[Exercise requirements]
Write out verbatim the lines of the items that begin with the line containing "out the shoulder" and end with the line containing "[(591, 502)]", including both of those lines.

[Record excerpts]
· · · · ·
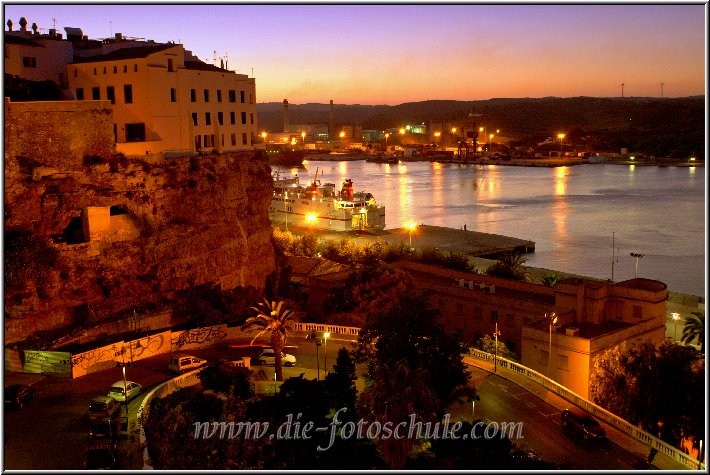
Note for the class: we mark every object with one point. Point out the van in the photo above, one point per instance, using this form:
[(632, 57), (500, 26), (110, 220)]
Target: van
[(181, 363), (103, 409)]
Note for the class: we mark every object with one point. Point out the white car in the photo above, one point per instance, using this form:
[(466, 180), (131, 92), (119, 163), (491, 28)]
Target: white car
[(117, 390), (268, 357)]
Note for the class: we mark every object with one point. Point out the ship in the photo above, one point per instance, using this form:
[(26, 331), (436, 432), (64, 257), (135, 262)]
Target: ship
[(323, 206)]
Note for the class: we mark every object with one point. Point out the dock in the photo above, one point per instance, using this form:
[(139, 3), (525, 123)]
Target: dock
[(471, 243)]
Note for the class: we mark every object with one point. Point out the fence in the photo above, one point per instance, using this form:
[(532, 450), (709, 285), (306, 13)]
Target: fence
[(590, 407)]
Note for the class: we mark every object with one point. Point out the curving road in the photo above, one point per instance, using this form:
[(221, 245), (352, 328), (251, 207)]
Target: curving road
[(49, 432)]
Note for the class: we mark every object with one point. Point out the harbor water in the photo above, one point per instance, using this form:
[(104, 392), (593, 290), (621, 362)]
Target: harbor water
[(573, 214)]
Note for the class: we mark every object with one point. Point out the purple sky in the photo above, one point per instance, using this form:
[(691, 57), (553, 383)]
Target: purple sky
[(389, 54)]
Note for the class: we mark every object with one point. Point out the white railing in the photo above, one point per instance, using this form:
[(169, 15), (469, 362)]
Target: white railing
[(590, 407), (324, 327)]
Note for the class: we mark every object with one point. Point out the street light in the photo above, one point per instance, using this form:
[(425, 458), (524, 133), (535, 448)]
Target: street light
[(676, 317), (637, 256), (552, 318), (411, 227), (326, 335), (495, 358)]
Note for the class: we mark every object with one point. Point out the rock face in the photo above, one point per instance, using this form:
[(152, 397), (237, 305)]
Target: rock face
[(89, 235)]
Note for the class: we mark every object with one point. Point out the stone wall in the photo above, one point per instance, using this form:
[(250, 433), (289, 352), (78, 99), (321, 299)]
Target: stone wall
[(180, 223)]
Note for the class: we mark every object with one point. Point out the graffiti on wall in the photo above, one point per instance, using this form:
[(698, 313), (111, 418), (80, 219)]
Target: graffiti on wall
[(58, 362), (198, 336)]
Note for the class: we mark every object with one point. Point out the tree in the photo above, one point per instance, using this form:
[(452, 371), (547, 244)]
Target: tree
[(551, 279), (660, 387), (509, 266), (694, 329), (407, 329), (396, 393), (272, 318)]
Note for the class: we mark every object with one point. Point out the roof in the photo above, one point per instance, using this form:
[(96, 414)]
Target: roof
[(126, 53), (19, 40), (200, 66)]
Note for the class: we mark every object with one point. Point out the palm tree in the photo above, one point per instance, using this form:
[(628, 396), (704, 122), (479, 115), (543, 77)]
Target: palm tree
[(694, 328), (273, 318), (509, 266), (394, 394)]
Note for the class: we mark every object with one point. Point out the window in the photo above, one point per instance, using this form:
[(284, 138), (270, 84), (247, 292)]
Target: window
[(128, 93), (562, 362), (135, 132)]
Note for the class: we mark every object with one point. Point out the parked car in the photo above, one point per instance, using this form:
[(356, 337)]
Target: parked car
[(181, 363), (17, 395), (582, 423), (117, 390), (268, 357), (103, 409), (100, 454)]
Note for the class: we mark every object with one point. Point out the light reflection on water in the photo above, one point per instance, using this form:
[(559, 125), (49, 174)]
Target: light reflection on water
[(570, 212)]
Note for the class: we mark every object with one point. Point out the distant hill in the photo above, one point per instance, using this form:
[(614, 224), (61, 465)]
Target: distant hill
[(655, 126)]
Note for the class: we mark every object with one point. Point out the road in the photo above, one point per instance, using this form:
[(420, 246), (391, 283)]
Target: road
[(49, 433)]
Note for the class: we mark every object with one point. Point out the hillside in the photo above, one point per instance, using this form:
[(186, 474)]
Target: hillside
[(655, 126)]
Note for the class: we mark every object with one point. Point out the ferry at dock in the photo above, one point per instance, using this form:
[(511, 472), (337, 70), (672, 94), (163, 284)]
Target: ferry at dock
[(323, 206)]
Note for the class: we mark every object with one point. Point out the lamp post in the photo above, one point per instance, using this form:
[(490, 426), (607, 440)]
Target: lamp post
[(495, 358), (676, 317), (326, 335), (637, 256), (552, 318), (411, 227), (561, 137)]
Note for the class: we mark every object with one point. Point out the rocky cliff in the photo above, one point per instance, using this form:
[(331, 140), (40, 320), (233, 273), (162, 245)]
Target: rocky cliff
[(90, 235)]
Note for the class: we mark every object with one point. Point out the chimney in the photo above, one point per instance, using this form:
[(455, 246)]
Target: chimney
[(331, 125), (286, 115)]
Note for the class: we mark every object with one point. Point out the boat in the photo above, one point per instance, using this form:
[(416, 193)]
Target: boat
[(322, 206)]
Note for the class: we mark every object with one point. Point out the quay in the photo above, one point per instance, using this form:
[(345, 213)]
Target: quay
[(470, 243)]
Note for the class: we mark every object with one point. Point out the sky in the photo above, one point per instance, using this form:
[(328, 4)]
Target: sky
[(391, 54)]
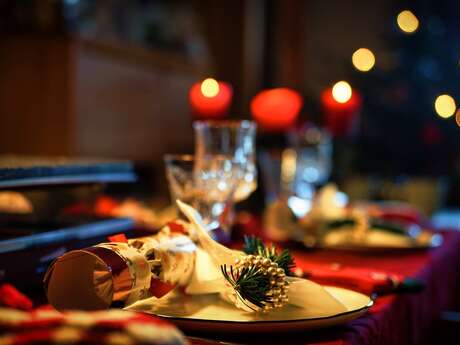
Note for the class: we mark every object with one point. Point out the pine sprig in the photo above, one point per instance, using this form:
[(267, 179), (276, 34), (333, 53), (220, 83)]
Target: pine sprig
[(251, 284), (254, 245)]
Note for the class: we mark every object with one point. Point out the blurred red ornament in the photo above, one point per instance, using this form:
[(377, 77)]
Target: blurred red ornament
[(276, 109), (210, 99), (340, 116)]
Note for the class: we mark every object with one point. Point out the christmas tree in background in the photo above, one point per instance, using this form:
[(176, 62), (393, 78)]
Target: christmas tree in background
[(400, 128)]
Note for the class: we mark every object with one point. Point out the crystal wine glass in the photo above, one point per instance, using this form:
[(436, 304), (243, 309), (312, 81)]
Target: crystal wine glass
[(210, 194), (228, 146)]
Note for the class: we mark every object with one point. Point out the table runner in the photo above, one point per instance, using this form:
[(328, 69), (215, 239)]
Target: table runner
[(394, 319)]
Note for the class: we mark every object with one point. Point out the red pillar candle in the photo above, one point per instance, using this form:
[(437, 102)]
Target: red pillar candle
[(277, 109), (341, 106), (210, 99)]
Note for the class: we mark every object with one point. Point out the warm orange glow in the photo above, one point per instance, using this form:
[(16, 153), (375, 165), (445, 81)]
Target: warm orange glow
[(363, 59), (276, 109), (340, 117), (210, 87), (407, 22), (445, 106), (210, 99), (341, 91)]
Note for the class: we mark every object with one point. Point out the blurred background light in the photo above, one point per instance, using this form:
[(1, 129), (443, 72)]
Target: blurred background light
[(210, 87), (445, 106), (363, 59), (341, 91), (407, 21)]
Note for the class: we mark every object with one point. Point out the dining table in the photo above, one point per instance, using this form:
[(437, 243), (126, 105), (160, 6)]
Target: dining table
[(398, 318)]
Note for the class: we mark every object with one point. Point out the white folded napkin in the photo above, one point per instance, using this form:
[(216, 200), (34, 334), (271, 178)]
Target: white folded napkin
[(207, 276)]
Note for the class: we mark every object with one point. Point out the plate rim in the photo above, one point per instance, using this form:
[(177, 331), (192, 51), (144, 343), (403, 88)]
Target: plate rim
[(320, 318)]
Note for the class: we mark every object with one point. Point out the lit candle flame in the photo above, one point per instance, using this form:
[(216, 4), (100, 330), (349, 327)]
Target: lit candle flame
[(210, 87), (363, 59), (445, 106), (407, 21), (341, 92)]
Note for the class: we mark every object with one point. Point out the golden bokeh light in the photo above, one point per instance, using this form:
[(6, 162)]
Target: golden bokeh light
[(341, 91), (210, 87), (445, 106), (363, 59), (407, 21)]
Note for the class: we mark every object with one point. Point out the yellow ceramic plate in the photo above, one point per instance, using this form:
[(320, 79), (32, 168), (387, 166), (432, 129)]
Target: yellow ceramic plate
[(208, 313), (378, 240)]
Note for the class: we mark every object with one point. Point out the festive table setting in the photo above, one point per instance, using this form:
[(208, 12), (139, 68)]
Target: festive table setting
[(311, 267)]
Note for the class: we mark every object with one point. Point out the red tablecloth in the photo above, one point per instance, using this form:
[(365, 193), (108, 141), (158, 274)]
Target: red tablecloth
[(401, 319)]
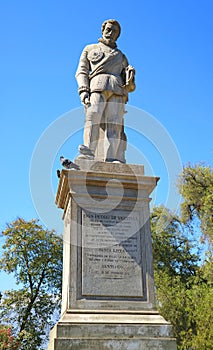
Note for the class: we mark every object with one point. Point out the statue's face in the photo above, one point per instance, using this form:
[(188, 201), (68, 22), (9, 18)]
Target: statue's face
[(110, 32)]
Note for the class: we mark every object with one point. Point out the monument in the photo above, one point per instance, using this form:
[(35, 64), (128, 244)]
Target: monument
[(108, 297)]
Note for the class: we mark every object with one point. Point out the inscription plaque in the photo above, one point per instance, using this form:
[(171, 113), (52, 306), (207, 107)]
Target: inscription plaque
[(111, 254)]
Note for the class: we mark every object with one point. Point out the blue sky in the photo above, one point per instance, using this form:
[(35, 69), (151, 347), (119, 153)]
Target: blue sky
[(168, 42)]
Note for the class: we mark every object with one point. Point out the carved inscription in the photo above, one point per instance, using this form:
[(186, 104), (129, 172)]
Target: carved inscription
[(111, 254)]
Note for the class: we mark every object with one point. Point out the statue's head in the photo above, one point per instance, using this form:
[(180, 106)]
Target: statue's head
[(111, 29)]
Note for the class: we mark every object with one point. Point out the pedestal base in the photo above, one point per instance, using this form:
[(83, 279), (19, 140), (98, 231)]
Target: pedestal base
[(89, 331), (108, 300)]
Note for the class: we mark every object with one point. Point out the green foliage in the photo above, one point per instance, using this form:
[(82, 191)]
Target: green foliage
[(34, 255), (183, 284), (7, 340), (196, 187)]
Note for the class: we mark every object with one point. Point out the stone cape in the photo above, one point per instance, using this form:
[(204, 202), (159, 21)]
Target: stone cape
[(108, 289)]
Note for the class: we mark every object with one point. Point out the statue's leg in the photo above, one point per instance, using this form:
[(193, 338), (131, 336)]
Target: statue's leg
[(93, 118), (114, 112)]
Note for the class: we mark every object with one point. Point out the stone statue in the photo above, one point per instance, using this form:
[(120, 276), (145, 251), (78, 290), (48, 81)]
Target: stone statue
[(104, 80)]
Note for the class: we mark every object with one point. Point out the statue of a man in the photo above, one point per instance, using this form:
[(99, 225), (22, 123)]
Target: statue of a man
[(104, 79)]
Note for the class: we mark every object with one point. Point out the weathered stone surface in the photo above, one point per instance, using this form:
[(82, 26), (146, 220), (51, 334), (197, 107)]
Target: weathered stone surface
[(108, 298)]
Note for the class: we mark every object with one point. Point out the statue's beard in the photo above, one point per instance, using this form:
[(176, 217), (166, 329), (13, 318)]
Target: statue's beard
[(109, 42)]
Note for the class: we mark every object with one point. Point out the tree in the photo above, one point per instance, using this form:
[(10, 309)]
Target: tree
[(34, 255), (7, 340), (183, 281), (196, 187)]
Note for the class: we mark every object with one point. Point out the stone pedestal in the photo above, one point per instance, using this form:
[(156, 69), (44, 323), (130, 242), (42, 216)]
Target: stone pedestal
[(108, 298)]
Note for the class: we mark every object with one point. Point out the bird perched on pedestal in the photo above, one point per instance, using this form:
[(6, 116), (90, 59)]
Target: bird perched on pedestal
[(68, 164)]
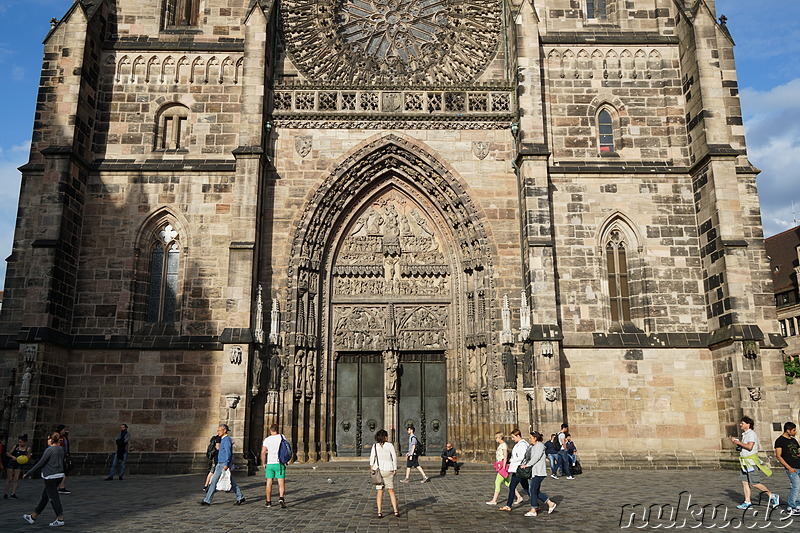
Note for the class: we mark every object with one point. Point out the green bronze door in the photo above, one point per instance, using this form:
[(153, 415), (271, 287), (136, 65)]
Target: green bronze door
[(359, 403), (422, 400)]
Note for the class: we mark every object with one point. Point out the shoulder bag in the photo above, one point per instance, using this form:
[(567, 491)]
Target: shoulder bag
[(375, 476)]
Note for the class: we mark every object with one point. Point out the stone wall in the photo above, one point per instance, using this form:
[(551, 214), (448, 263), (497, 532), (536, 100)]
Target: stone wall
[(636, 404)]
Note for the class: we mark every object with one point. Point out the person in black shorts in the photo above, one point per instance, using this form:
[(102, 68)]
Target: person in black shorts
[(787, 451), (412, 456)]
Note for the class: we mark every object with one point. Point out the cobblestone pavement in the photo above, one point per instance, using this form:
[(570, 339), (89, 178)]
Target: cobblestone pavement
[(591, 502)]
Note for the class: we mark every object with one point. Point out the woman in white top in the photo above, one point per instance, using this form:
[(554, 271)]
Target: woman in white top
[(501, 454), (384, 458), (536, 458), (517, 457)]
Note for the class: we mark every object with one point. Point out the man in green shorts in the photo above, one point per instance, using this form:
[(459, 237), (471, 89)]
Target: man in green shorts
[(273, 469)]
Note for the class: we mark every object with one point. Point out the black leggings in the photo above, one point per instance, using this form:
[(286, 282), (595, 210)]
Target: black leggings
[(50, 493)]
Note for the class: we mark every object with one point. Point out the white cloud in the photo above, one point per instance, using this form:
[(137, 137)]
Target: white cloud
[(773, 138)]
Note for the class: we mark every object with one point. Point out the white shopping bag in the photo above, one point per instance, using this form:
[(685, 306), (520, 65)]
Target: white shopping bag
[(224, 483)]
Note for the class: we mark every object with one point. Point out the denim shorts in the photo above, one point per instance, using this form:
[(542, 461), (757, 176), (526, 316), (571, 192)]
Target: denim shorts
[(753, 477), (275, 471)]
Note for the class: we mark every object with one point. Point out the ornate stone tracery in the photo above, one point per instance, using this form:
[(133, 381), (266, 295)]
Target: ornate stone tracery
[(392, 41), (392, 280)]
· · · · ·
[Exercise output]
Note for the class: we mark every object with one point. Point out the shoulder bag in the photo above, one point per instance, using this form:
[(567, 491)]
Target: shoulder bag
[(375, 476)]
Note for the class: we mark every object with one point. Point out the stone wall in the photo above, one point per instance, using this form:
[(551, 214), (448, 263), (497, 532), (536, 100)]
Target: stone wall
[(636, 404)]
Note for the class: we mark every object with one point. Point out the person in black shorts in the photo above, one point per instance, using this form:
[(102, 68)]
Target: person in black shorts
[(787, 451), (412, 456)]
Note for the class: we mark every object with one point. Point out the cobblestone pavement in the photo above, one point per instance, using this form:
[(570, 339), (89, 178)]
Target: cobblestone pavement
[(591, 502)]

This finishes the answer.